- Written instruction:
Reproduce, word for word, the part of the listing below that opens with the line containing "Target: utility wire" and runs through the end of the listing.

# Start of Supplied data

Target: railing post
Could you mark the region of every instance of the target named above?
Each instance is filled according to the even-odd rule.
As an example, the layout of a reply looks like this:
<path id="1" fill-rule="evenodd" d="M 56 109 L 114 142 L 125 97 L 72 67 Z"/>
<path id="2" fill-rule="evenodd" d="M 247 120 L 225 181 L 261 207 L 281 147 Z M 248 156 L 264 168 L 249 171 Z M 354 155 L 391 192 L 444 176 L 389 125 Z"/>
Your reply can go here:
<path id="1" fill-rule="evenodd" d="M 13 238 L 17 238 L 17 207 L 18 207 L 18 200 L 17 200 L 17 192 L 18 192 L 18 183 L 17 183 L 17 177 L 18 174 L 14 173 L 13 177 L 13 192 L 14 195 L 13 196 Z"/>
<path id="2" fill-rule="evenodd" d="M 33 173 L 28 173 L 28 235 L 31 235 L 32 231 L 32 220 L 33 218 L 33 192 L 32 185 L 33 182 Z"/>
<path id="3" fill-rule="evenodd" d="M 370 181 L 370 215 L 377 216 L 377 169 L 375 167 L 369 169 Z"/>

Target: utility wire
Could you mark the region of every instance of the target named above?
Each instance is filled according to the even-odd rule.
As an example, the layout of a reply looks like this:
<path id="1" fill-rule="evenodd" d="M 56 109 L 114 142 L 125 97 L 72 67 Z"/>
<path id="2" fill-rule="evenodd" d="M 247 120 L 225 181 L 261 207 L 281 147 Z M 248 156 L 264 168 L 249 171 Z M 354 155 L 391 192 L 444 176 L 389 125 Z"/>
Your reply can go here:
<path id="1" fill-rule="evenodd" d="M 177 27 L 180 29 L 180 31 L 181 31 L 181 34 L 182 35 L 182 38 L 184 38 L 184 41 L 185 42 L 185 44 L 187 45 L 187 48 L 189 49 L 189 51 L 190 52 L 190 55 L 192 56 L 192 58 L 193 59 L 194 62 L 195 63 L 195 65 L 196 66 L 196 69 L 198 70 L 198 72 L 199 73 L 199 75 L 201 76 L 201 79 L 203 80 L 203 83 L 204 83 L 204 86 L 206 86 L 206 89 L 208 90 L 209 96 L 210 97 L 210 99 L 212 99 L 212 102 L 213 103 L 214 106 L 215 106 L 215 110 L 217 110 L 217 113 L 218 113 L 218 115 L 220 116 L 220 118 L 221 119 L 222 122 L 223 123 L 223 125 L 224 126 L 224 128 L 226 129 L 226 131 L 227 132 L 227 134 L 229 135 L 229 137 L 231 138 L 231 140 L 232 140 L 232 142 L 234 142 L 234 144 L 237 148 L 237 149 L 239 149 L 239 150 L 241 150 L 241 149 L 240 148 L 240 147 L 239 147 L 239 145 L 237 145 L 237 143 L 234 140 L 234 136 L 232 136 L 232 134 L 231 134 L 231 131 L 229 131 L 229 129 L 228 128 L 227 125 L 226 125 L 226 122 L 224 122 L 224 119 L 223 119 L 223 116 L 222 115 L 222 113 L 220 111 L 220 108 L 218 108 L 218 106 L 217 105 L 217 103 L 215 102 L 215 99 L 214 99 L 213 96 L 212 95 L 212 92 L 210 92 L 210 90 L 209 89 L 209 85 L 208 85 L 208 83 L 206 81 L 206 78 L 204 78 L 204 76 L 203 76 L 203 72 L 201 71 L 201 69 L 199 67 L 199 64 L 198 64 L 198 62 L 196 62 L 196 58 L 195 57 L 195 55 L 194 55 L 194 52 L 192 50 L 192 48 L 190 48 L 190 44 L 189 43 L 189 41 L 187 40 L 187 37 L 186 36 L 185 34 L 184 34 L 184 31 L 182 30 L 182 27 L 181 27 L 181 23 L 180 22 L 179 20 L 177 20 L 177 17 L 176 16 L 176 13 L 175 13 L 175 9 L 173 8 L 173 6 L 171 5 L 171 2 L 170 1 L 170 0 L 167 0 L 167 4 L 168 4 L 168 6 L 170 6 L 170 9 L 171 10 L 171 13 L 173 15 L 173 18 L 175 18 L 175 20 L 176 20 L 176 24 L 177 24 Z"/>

# End of Supplied data

- Task answer:
Target: utility wire
Could you mark the region of every instance of the target named above?
Each instance is filled according to the even-odd rule.
As an example, the layout of a reply looks like this:
<path id="1" fill-rule="evenodd" d="M 56 109 L 114 142 L 125 97 L 72 67 Z"/>
<path id="2" fill-rule="evenodd" d="M 247 120 L 225 181 L 261 207 L 281 147 Z M 248 156 L 264 168 L 249 171 Z M 354 155 L 391 192 L 444 176 L 389 125 Z"/>
Your reply can go here:
<path id="1" fill-rule="evenodd" d="M 177 27 L 180 29 L 180 31 L 181 31 L 181 34 L 182 35 L 182 38 L 184 38 L 184 41 L 185 42 L 185 44 L 187 45 L 187 48 L 189 49 L 189 51 L 190 52 L 190 55 L 192 56 L 192 58 L 193 59 L 194 62 L 195 63 L 195 65 L 196 66 L 196 69 L 198 70 L 198 72 L 199 73 L 199 75 L 201 76 L 201 79 L 203 80 L 203 83 L 204 83 L 204 86 L 206 86 L 206 89 L 208 90 L 209 96 L 210 97 L 210 99 L 212 99 L 212 102 L 213 103 L 214 106 L 215 106 L 215 110 L 217 110 L 217 113 L 218 113 L 218 115 L 220 116 L 220 118 L 221 119 L 222 122 L 223 123 L 223 125 L 224 126 L 224 128 L 226 129 L 226 131 L 227 132 L 227 134 L 229 135 L 229 137 L 231 138 L 231 140 L 232 140 L 232 142 L 234 142 L 234 144 L 237 148 L 237 149 L 239 149 L 239 150 L 241 150 L 241 149 L 240 148 L 240 147 L 239 147 L 239 145 L 237 145 L 237 143 L 234 140 L 234 136 L 232 136 L 232 134 L 231 134 L 231 131 L 229 131 L 229 129 L 228 128 L 227 125 L 226 125 L 226 122 L 224 122 L 224 119 L 223 119 L 223 116 L 222 115 L 222 113 L 220 111 L 220 108 L 218 108 L 218 106 L 217 105 L 217 103 L 215 102 L 215 99 L 214 99 L 213 96 L 212 95 L 212 92 L 210 92 L 210 90 L 209 89 L 209 85 L 208 85 L 208 83 L 206 81 L 206 78 L 204 78 L 204 76 L 203 76 L 203 72 L 201 71 L 201 69 L 199 67 L 199 64 L 198 64 L 198 62 L 196 62 L 196 58 L 195 57 L 195 55 L 194 55 L 194 52 L 192 50 L 192 48 L 190 48 L 190 44 L 189 43 L 189 41 L 187 40 L 187 37 L 186 36 L 185 34 L 184 34 L 184 31 L 182 30 L 182 27 L 181 27 L 181 23 L 180 22 L 179 20 L 177 20 L 177 17 L 176 16 L 176 13 L 175 13 L 175 9 L 173 8 L 173 6 L 171 5 L 171 2 L 170 1 L 170 0 L 167 0 L 167 4 L 168 4 L 168 6 L 170 6 L 170 9 L 171 10 L 171 13 L 173 15 L 173 18 L 175 18 L 175 20 L 176 20 L 176 24 L 177 24 Z"/>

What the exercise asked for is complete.